Exercise objective
Output the entries exactly.

Entries provided
┄┄┄┄┄┄┄┄┄┄

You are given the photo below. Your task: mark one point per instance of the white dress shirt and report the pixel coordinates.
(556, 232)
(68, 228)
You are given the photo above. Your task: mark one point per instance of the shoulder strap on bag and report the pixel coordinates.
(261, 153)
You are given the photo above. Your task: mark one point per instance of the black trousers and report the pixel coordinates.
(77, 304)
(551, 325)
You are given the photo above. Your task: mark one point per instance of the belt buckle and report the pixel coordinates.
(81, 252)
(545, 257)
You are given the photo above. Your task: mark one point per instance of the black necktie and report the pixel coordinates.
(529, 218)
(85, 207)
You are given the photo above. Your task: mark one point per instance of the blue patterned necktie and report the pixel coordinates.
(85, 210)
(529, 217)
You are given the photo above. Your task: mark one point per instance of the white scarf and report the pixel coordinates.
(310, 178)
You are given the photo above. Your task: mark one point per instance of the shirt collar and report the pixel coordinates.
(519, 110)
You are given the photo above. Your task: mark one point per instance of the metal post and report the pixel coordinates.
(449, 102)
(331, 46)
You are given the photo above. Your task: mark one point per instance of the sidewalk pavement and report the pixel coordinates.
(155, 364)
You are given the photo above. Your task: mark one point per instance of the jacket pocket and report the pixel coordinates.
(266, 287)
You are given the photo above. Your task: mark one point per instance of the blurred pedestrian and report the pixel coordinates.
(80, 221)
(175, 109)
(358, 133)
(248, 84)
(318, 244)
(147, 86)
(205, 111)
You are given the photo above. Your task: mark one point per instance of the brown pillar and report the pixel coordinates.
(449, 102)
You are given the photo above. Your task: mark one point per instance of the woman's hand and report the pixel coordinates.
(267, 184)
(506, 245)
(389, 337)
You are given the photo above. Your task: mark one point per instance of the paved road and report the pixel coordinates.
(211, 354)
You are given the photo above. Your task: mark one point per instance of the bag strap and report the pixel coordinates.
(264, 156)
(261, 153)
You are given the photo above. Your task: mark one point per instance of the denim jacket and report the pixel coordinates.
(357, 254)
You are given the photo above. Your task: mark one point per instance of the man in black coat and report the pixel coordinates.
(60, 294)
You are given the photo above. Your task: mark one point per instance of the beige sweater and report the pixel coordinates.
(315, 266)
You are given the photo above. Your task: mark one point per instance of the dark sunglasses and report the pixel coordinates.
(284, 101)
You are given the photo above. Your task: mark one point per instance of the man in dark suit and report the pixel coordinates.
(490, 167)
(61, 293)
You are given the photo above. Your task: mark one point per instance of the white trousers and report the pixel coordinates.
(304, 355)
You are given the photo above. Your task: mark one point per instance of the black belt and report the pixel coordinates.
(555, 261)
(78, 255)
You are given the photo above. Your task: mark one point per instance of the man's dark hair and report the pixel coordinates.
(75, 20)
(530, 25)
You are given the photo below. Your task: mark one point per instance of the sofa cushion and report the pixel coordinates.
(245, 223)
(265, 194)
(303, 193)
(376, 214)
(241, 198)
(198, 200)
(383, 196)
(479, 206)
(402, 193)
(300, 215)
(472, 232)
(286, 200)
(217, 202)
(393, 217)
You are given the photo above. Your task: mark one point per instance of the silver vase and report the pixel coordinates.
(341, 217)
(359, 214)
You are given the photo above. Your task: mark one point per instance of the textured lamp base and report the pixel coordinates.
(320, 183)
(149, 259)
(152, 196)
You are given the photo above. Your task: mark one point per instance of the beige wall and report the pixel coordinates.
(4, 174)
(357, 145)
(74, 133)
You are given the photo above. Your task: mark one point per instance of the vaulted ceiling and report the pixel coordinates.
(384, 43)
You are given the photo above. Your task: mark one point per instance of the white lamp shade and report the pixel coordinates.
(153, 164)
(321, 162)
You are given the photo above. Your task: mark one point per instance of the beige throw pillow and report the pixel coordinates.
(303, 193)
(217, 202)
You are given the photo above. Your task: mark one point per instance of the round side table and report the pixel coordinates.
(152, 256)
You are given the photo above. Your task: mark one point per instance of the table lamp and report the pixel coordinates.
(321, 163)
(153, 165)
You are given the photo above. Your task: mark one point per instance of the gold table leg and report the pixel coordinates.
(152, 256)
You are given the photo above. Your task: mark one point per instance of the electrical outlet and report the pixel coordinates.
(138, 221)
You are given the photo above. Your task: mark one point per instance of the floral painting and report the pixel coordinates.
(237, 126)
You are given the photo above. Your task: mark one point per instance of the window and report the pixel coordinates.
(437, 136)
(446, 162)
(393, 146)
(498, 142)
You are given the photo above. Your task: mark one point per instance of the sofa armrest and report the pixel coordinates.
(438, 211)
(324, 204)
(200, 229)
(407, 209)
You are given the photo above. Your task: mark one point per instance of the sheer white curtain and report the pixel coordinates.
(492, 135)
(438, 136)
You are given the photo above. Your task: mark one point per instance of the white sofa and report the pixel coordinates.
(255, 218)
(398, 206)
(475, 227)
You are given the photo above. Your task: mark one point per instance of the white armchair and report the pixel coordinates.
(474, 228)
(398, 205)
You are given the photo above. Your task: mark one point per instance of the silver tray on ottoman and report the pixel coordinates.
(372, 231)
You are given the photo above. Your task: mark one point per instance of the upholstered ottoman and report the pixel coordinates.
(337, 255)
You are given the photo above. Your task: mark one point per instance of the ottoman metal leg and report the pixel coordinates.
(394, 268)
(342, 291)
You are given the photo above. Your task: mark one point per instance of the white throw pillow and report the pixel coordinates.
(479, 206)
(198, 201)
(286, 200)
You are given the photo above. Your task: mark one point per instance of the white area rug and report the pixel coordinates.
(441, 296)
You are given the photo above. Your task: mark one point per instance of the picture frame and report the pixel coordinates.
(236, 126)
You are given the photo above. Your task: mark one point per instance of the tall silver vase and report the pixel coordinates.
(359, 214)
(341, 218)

┄┄┄┄┄┄┄┄┄┄

Response
You are given the photo below. Your task: mark one point per instance of the white dress shirt and report the pixel coordinates.
(556, 232)
(68, 228)
You are given the photo above. Your task: mark one point per instance of the shoulder strap on bag and report the pixel coordinates.
(261, 153)
You are given the photo above. Your task: mark one point per instance of the black trousers and report the pixel coordinates.
(77, 304)
(551, 325)
You are given the photo above. Your task: mark one point per instance of the belt buckle and report the pixel coordinates.
(81, 252)
(545, 257)
You are given the photo above. Your task: mark one point per instance of the black necktie and report the pixel coordinates.
(529, 218)
(85, 207)
You are given the photo above. Your task: mark one point per instance of the blue patterned necktie and report the pixel coordinates.
(85, 210)
(529, 217)
You are given the photo above. Your task: mark one point per instance of the white scarf and report the pixel coordinates.
(310, 178)
You are given the photo above. Your task: mark one point per instance of the shirt collar and report the pixel coordinates.
(519, 110)
You are given the photo above. Your task: mark one point per instance of the metal post and report the pixel coordinates.
(449, 102)
(331, 46)
You are given the photo above. Your task: mark one point per instance of the sidewalk pavement and report the pixel coordinates.
(155, 364)
You are given the photo above. Your task: mark one point per instance of the jacket pocket and report the pixel coordinates.
(266, 287)
You are given the photo above. Your task: mark one point per instance of the blurred pedestrian and report the pixel coordinates.
(80, 221)
(175, 109)
(358, 133)
(248, 84)
(318, 244)
(147, 86)
(205, 111)
You are given the photo above. Your task: mark one point per instance of the brown pillar and report the pixel coordinates.
(449, 102)
You are given the photo above. Your task: mark one point per instance of the woman's hand and report the pixel coordinates.
(267, 184)
(506, 245)
(389, 337)
You are given the photo above. Your task: mark one point per instance of the paved road and report the pixel coordinates.
(211, 354)
You are given the photo above. Your task: mark one point per instance of the bag strap and report the pixel coordinates.
(264, 156)
(261, 153)
You are given the photo above. Your task: mark one point per instance of the denim jacket and report the pixel coordinates.
(357, 254)
You are given the photo above. Your task: mark one point per instance of the man in black coat and report the pixel coordinates.
(60, 294)
You are given the photo above. Your task: mark one point per instance of the beige sweater and report the pixel coordinates.
(315, 266)
You are given the photo above. Your task: mark one point per instance of the dark sunglasses and report the pixel coordinates.
(284, 101)
You are given the photo above. Your task: mark one point per instance of the man in dark suit and report the pixel coordinates.
(490, 167)
(61, 293)
You are given the photo above. Your task: mark one point per instance of the white trousers and report the pixel coordinates.
(304, 355)
You are given the photo above. Your task: mark one point per instance of the black belt and report the pixel coordinates.
(555, 261)
(78, 255)
You are given the photo above. Your task: mark one point per instance of the man's dark hair and report the pixel coordinates.
(75, 20)
(530, 25)
You are given the photo below. Your task: mark one point per instance of the sofa cushion and report the pixel coordinates.
(245, 223)
(265, 194)
(303, 193)
(376, 214)
(241, 198)
(198, 200)
(383, 196)
(479, 206)
(402, 193)
(300, 215)
(472, 232)
(286, 200)
(217, 202)
(393, 217)
You are given the photo above. Your task: mark one point per instance of the silver vase and report the pixel coordinates.
(341, 217)
(359, 214)
You are given the photo above. Your task: mark one point per instance of the textured lamp base and report the pixel coordinates.
(320, 183)
(149, 259)
(152, 196)
You are given the photo above. Your task: mark one point per instance of the beige wall and report the pixel coordinates.
(4, 174)
(357, 145)
(74, 133)
You are given the photo above. Your task: mark one point per instance of the vaulted ceiling and report the pixel coordinates.
(384, 43)
You are given the photo above. Your task: mark one point per instance of the white lamp shade and report the pixel coordinates.
(153, 164)
(321, 162)
You are given the photo above. Your task: mark one point per instance of the beige throw pillow and report the pixel coordinates.
(303, 193)
(217, 202)
You are given the photo above. Your task: mark one point per instance of the round side table and report the pixel coordinates.
(152, 256)
You are given the photo above. Your task: mark one point per instance of the table lamp and report the pixel coordinates.
(321, 163)
(153, 165)
You are given the photo above. Your task: mark one point per instance of the gold table leg and report the pixel coordinates.
(152, 256)
You are given the photo above. Your task: mark one point per instance of the electrical outlet and report the pixel coordinates.
(138, 221)
You are given the photo above. Your task: mark one point per instance of the floral painting and report the pixel coordinates.
(237, 126)
You are given the photo above. Your task: mark one point per instance of the window and report the pixel coordinates.
(437, 136)
(446, 162)
(393, 146)
(498, 142)
You are given the photo above. Your task: mark one point per instance of the sofa armrest and report the pixel coordinates.
(438, 211)
(324, 204)
(200, 229)
(407, 209)
You are given the photo above. Your task: mark one point per instance of the sheer white curtain and report the pixel coordinates.
(492, 135)
(438, 136)
You are given the photo above. Your task: mark one point per instance of the white sofa and report the pixel coordinates.
(255, 218)
(398, 206)
(475, 227)
You are given the photo above. Your task: mark one point per instance of the white armchair and report the pixel coordinates.
(474, 228)
(398, 205)
You are given the photo above. Your task: mark one point per instance of the silver tray on ottoman and report the pixel coordinates.
(372, 231)
You are given the photo above. Your task: mark one point per instance of the upholstered ottoman and report the pixel coordinates.
(337, 255)
You are given the photo above. Your task: mark one point per instance of the ottoman metal leg and report the pixel coordinates.
(394, 268)
(342, 291)
You are given the photo above. Your task: mark one point per instance of the white throw pillow and report the pixel coordinates.
(479, 206)
(198, 201)
(286, 200)
You are given the photo above. Your task: mark one point per instance of the white area rug and report the pixel coordinates.
(441, 296)
You are given the photo above. Your task: mark one point per instance of the picture frame and report the pixel coordinates.
(236, 126)
You are given the photo above. Your task: mark one point per instance of the tall silver vase and report the pixel coordinates.
(359, 214)
(341, 218)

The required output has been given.